WRITTEN PROBLEM:
Copy the rows from the line containing "find modern house with gable roof" down through the end of the rows, swapping "sky" for "clouds" and leaving everything else untouched. Give back only those lines.

SOURCE MATERIAL:

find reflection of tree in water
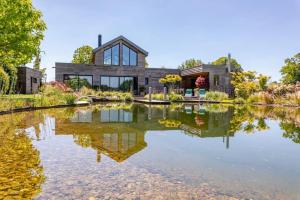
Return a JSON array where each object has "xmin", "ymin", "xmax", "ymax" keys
[
  {"xmin": 73, "ymin": 134, "xmax": 92, "ymax": 148},
  {"xmin": 0, "ymin": 113, "xmax": 45, "ymax": 199},
  {"xmin": 280, "ymin": 122, "xmax": 300, "ymax": 143},
  {"xmin": 230, "ymin": 106, "xmax": 269, "ymax": 133},
  {"xmin": 66, "ymin": 77, "xmax": 92, "ymax": 90},
  {"xmin": 230, "ymin": 106, "xmax": 300, "ymax": 143}
]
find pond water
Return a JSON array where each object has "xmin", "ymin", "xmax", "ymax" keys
[{"xmin": 0, "ymin": 103, "xmax": 300, "ymax": 199}]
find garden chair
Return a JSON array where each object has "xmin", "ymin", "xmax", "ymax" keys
[{"xmin": 184, "ymin": 89, "xmax": 193, "ymax": 97}]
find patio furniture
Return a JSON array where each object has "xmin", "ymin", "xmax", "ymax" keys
[
  {"xmin": 184, "ymin": 89, "xmax": 193, "ymax": 97},
  {"xmin": 199, "ymin": 89, "xmax": 206, "ymax": 99}
]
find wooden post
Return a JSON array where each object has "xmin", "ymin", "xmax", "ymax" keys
[{"xmin": 164, "ymin": 87, "xmax": 167, "ymax": 101}]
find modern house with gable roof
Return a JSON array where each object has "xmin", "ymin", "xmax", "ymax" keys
[{"xmin": 55, "ymin": 35, "xmax": 231, "ymax": 95}]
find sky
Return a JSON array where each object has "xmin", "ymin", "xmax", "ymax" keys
[{"xmin": 33, "ymin": 0, "xmax": 300, "ymax": 81}]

COMPLETE ANSWER:
find modern house with gable roof
Return a JSON array where each object has "xmin", "ymin", "xmax", "ymax" keys
[{"xmin": 55, "ymin": 35, "xmax": 231, "ymax": 95}]
find clouds
Return a JSON array where each object has "xmin", "ymin", "xmax", "ymax" keys
[{"xmin": 33, "ymin": 0, "xmax": 300, "ymax": 81}]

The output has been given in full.